What you need to do: Please write out the material below again, switching "instance" to "occurrence" wherever it occurs and leaving everything else unchanged.

[Collection entries]
.....

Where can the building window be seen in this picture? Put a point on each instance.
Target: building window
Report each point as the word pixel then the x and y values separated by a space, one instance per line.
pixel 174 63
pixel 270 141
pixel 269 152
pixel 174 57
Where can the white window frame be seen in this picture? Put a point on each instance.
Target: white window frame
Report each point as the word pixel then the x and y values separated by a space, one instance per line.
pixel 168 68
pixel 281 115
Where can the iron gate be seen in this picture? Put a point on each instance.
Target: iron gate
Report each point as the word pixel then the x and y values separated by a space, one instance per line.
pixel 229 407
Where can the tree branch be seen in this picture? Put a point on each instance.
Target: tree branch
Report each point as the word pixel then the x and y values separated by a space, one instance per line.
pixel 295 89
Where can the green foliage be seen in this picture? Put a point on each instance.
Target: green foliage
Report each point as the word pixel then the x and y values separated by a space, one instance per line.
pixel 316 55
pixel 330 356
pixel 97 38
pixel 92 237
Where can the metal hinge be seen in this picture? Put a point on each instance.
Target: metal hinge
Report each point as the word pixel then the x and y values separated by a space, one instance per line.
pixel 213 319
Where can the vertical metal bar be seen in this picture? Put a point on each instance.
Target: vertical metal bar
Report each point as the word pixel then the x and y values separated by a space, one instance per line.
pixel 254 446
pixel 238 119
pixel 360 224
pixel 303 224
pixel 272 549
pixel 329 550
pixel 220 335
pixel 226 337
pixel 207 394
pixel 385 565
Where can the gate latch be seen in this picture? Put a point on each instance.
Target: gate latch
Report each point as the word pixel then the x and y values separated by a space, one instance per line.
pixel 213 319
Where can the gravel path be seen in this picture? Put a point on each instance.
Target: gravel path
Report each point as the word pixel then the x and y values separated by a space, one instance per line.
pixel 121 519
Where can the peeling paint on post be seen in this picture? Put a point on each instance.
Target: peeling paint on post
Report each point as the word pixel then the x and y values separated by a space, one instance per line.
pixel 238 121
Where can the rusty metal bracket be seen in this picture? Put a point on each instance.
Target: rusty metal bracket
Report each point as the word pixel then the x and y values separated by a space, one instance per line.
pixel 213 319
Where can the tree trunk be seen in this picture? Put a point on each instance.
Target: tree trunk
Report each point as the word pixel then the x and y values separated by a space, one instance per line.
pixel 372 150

.....

Exercise response:
Where can the building window be seen in this picture? Put a point on each occurrence.
Target: building window
Report each point as the word pixel then the x and y values separated by a space, one occurrence per line.
pixel 174 63
pixel 270 141
pixel 269 152
pixel 174 57
Where can the white window frame be seen in this picture? Put a point on each occurrence.
Target: white window frame
Report each point as the word pixel then the x and y values separated by a space, one occurrence per line.
pixel 168 68
pixel 281 115
Where can the iron gate be seen in this picture? Put a point on each occurrence.
Target: iron gate
Report each point as the word pixel then the x and y values separated by a space, one occurrence per line.
pixel 229 407
Where can the tree branch be seen in this picture? Put a point on each occurrence.
Target: tree branch
Report each point as the word pixel then the x and y values separated by a space, one occurrence per line.
pixel 295 89
Where can the green foliage be seen in this picture? Put a point on each occurrence.
Target: green foliage
Report each point as the word pixel then the x and y values separated by a space, one occurrence per line.
pixel 316 55
pixel 330 356
pixel 97 38
pixel 92 237
Where can the metal hinge be seen in this picture? Put a point on each occurrence.
Target: metal hinge
Report each point as the word pixel then the x and y values separated by a space, one occurrence per line.
pixel 213 319
Where can the vertical metal bar be seen in this picture? Put a point on each occurrence.
Target: vertical metal bar
Report each point as the word pixel then the x and y values separated by a space, one occurrence per line.
pixel 254 446
pixel 238 119
pixel 360 224
pixel 303 224
pixel 272 549
pixel 329 550
pixel 220 335
pixel 226 337
pixel 207 394
pixel 385 565
Where can the gate latch be seen in this picture? Put a point on each occurrence.
Target: gate latch
Report each point as the word pixel then the x and y values separated by a space, one occurrence per line.
pixel 213 319
Where can the gravel path be seen in this picture? Put a point on each occurrence.
Target: gravel path
Report each point as the word pixel then the x and y values separated by a space, one occurrence per line.
pixel 121 519
Where can the peeling paint on post be seen in this picture? Put a point on each occurrence.
Target: peeling paint on post
Report each point as the word pixel then the x and y values separated by a space, one occurrence per line.
pixel 238 121
Where can the rusty metal bracket be seen in this picture? Put a point on each occurrence.
Target: rusty metal bracket
Report each point as the word pixel then the x and y values separated by a space, one occurrence per line.
pixel 213 319
Where can the tree trunk be seen in this picture? Put a point on each occurrence.
Target: tree trunk
Report each point as the word pixel then the x and y values separated by a space, one occurrence per line.
pixel 372 150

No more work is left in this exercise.